◆ **Data**:
....
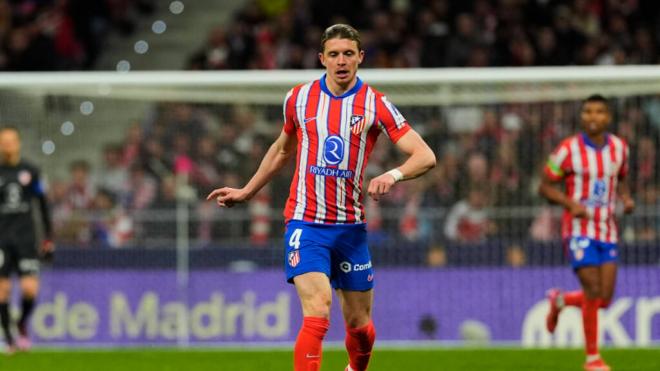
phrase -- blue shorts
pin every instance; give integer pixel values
(585, 252)
(339, 251)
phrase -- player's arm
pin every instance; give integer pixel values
(625, 195)
(420, 160)
(47, 246)
(277, 156)
(549, 189)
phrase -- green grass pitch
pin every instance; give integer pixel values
(333, 360)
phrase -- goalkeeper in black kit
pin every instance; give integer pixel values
(21, 195)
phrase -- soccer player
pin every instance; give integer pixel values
(331, 124)
(593, 164)
(20, 186)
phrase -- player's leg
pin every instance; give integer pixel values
(590, 279)
(307, 265)
(29, 291)
(28, 271)
(5, 320)
(315, 297)
(360, 331)
(608, 274)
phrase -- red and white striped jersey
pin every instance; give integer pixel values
(591, 174)
(335, 135)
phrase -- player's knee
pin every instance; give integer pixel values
(358, 318)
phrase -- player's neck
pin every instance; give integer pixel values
(337, 89)
(597, 139)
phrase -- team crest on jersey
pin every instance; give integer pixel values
(333, 150)
(24, 177)
(294, 258)
(357, 124)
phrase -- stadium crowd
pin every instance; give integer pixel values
(53, 35)
(489, 156)
(439, 33)
(484, 186)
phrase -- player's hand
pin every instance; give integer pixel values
(228, 197)
(628, 205)
(46, 250)
(578, 210)
(380, 185)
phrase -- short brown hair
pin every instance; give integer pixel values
(340, 31)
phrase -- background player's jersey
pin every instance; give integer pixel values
(335, 137)
(591, 175)
(20, 187)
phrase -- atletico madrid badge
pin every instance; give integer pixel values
(294, 258)
(357, 124)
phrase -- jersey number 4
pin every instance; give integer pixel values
(294, 240)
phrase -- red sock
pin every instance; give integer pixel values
(574, 298)
(590, 323)
(605, 303)
(359, 342)
(309, 344)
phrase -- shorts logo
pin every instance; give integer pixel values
(294, 258)
(24, 177)
(333, 150)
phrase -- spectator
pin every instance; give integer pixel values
(468, 219)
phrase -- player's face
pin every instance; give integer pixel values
(10, 143)
(341, 58)
(595, 117)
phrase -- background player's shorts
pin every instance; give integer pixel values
(339, 251)
(585, 252)
(22, 258)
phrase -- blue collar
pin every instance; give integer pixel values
(593, 145)
(353, 90)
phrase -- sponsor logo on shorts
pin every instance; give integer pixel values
(330, 171)
(333, 150)
(294, 258)
(24, 177)
(346, 267)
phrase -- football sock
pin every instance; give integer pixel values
(590, 323)
(605, 303)
(359, 342)
(27, 305)
(574, 298)
(4, 320)
(309, 344)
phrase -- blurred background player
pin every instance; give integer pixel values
(334, 122)
(593, 164)
(20, 186)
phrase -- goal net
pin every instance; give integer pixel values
(462, 255)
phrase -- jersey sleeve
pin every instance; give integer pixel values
(40, 193)
(289, 110)
(558, 164)
(390, 120)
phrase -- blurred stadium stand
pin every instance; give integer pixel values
(114, 185)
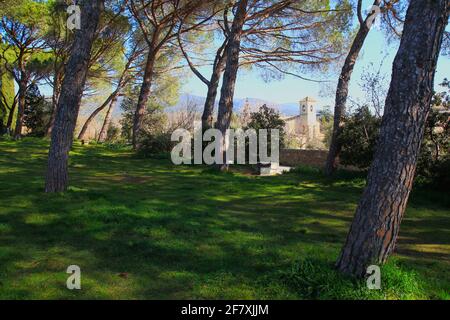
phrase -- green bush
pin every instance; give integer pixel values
(358, 138)
(318, 279)
(156, 144)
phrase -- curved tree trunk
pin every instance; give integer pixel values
(20, 109)
(143, 96)
(107, 122)
(229, 77)
(213, 85)
(11, 116)
(342, 93)
(374, 230)
(55, 99)
(82, 134)
(69, 101)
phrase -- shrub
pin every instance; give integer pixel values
(318, 279)
(358, 138)
(155, 144)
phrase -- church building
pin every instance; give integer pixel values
(305, 127)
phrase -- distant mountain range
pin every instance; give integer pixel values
(286, 109)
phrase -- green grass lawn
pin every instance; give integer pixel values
(145, 229)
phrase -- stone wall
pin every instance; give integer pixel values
(296, 157)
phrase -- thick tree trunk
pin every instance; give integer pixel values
(375, 228)
(11, 117)
(69, 101)
(107, 122)
(143, 96)
(55, 99)
(213, 85)
(342, 93)
(230, 74)
(82, 134)
(20, 109)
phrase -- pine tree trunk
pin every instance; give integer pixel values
(21, 108)
(342, 93)
(11, 117)
(230, 73)
(107, 122)
(69, 101)
(208, 110)
(82, 134)
(55, 99)
(374, 230)
(143, 96)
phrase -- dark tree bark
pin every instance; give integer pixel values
(107, 122)
(11, 116)
(69, 101)
(213, 85)
(143, 96)
(57, 82)
(23, 83)
(230, 74)
(373, 233)
(342, 89)
(82, 134)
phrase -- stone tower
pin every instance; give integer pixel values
(310, 125)
(308, 111)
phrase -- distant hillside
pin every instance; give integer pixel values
(287, 109)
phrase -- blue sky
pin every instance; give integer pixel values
(292, 89)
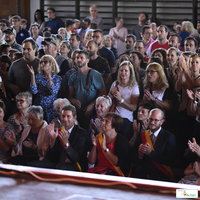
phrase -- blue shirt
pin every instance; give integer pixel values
(47, 94)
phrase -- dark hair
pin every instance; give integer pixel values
(71, 108)
(87, 20)
(47, 33)
(117, 19)
(132, 36)
(24, 21)
(57, 36)
(95, 42)
(98, 31)
(84, 52)
(18, 55)
(166, 29)
(144, 28)
(3, 106)
(192, 38)
(164, 55)
(139, 55)
(52, 9)
(156, 59)
(93, 26)
(146, 15)
(40, 53)
(141, 41)
(3, 48)
(147, 105)
(34, 45)
(178, 36)
(116, 121)
(41, 14)
(77, 36)
(5, 21)
(69, 22)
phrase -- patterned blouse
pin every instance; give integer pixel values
(47, 94)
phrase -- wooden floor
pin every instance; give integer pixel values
(17, 183)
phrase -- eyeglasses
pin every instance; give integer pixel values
(151, 71)
(155, 120)
(15, 20)
(44, 61)
(20, 100)
(95, 36)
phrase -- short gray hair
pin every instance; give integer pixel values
(59, 101)
(27, 95)
(35, 110)
(107, 100)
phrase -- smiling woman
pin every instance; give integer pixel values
(46, 84)
(34, 140)
(126, 92)
(110, 149)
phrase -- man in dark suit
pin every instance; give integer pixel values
(154, 151)
(68, 146)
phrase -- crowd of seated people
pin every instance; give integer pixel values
(123, 104)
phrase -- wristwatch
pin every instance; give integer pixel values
(107, 150)
(67, 144)
(122, 101)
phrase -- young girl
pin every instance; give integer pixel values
(109, 42)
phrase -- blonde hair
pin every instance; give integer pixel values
(188, 26)
(89, 31)
(161, 80)
(62, 29)
(191, 56)
(54, 69)
(112, 39)
(132, 79)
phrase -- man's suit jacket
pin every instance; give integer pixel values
(164, 153)
(77, 151)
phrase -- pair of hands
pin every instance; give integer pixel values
(144, 149)
(115, 35)
(95, 125)
(10, 136)
(63, 134)
(88, 109)
(95, 140)
(194, 147)
(193, 96)
(136, 127)
(196, 167)
(148, 96)
(116, 93)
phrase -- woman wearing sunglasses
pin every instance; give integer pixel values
(46, 84)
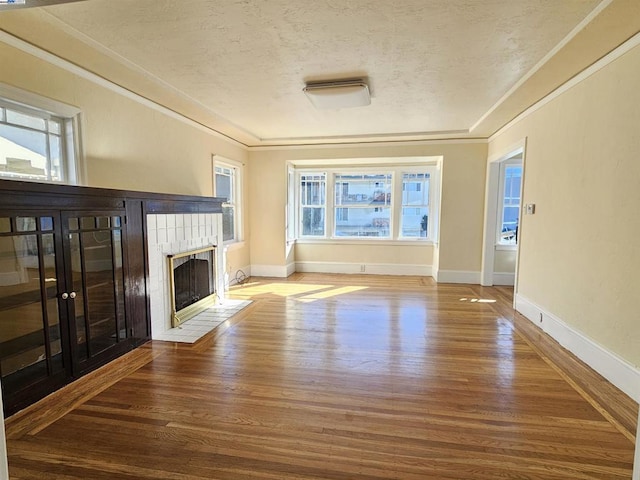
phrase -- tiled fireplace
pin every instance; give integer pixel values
(171, 235)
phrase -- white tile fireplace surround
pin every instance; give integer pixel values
(170, 234)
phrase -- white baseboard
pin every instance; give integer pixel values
(366, 269)
(291, 268)
(500, 278)
(457, 276)
(278, 271)
(618, 371)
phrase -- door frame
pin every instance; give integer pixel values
(492, 199)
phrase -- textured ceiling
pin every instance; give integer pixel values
(433, 66)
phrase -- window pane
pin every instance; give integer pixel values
(415, 222)
(25, 120)
(415, 189)
(510, 204)
(46, 223)
(363, 189)
(363, 222)
(55, 126)
(26, 224)
(228, 223)
(25, 152)
(313, 190)
(55, 154)
(415, 205)
(223, 186)
(313, 221)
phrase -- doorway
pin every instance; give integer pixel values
(503, 211)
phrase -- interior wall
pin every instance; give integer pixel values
(463, 177)
(578, 253)
(504, 261)
(126, 144)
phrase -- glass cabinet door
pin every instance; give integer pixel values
(31, 337)
(96, 283)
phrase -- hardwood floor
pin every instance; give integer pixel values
(339, 377)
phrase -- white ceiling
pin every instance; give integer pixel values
(434, 66)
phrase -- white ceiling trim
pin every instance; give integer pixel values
(109, 85)
(588, 19)
(434, 141)
(586, 73)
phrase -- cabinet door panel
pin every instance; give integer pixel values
(31, 342)
(96, 277)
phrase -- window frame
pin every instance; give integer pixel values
(377, 208)
(511, 162)
(396, 172)
(236, 192)
(300, 206)
(72, 160)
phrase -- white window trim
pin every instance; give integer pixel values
(74, 164)
(501, 178)
(298, 204)
(238, 178)
(431, 167)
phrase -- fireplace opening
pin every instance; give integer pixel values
(193, 283)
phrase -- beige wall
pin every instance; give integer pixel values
(579, 255)
(463, 173)
(365, 254)
(126, 145)
(504, 261)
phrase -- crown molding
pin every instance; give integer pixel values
(588, 72)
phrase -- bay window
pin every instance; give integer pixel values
(362, 205)
(313, 197)
(393, 203)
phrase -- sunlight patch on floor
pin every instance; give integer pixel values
(334, 292)
(478, 300)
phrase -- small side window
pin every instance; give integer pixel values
(36, 144)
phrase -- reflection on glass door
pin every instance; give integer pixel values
(96, 283)
(30, 335)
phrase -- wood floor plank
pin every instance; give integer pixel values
(339, 377)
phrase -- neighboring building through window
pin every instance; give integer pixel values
(363, 205)
(36, 144)
(509, 207)
(385, 203)
(227, 185)
(415, 205)
(313, 197)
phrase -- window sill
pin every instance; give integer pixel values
(367, 241)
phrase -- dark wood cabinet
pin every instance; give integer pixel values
(73, 281)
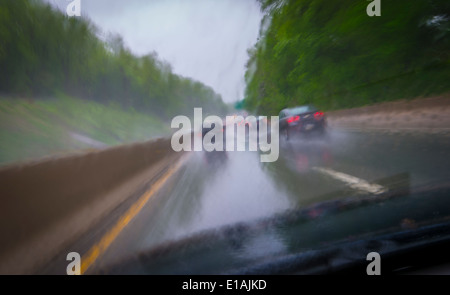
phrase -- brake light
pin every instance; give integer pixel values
(318, 115)
(293, 119)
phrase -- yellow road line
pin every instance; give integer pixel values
(100, 248)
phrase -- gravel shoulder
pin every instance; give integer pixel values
(430, 115)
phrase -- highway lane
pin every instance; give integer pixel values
(211, 190)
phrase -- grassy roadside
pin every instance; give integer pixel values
(33, 129)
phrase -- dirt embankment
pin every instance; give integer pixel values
(47, 205)
(423, 114)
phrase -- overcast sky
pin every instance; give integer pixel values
(206, 40)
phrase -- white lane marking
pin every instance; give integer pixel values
(352, 181)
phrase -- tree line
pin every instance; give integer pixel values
(332, 54)
(44, 52)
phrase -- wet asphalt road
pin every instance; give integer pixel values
(211, 190)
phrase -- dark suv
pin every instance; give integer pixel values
(302, 119)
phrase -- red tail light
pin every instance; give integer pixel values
(293, 119)
(318, 115)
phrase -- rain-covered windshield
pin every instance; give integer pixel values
(222, 136)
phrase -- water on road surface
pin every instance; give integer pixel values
(212, 190)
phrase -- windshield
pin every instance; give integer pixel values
(222, 137)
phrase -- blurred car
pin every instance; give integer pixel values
....
◆ **Given instruction**:
Would you quote, exactly and only, the lines from the one containing "phrase -- overcast sky" to the end of the entries?

◆ **Exercise answer**:
phrase -- overcast sky
pin every instance; give integer pixel values
(206, 40)
phrase -- white lane marking
pin every instance; give integer pixel values
(352, 181)
phrase -- tree line
pin every instance; give integer pixel values
(332, 54)
(44, 52)
phrase -- wet asphalt road
pin every instance; give integer pixel values
(211, 190)
phrase -- dark suv
pin every instance; give integer pixel values
(302, 119)
phrase -- red tail light
pin every instance; give integer pixel values
(293, 119)
(318, 115)
phrase -- rain-covered windshield
pin every instance; give integer pixel values
(222, 136)
phrase -- water on road surface
pin every instance; give integer pixel values
(212, 190)
phrase -- windshield
pin every instance; give integer pixel values
(222, 137)
phrase -- blurred car
pin every instance; give integer pixel values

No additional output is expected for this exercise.